- [EXERCISE DESCRIPTION]:
Only the text of the records, copied exactly, is wanted; no pictures.

- [SUPPLIED DATA]:
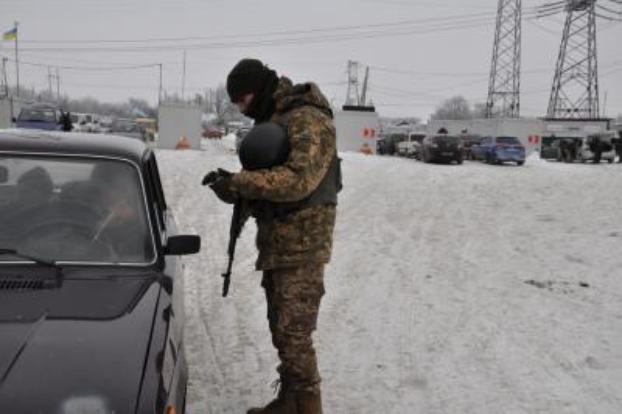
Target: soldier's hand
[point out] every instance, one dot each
(224, 173)
(222, 188)
(210, 178)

- [TASK OUTPUT]:
Target: soldier's hand
[point out] every instance, one dot each
(224, 173)
(222, 188)
(210, 178)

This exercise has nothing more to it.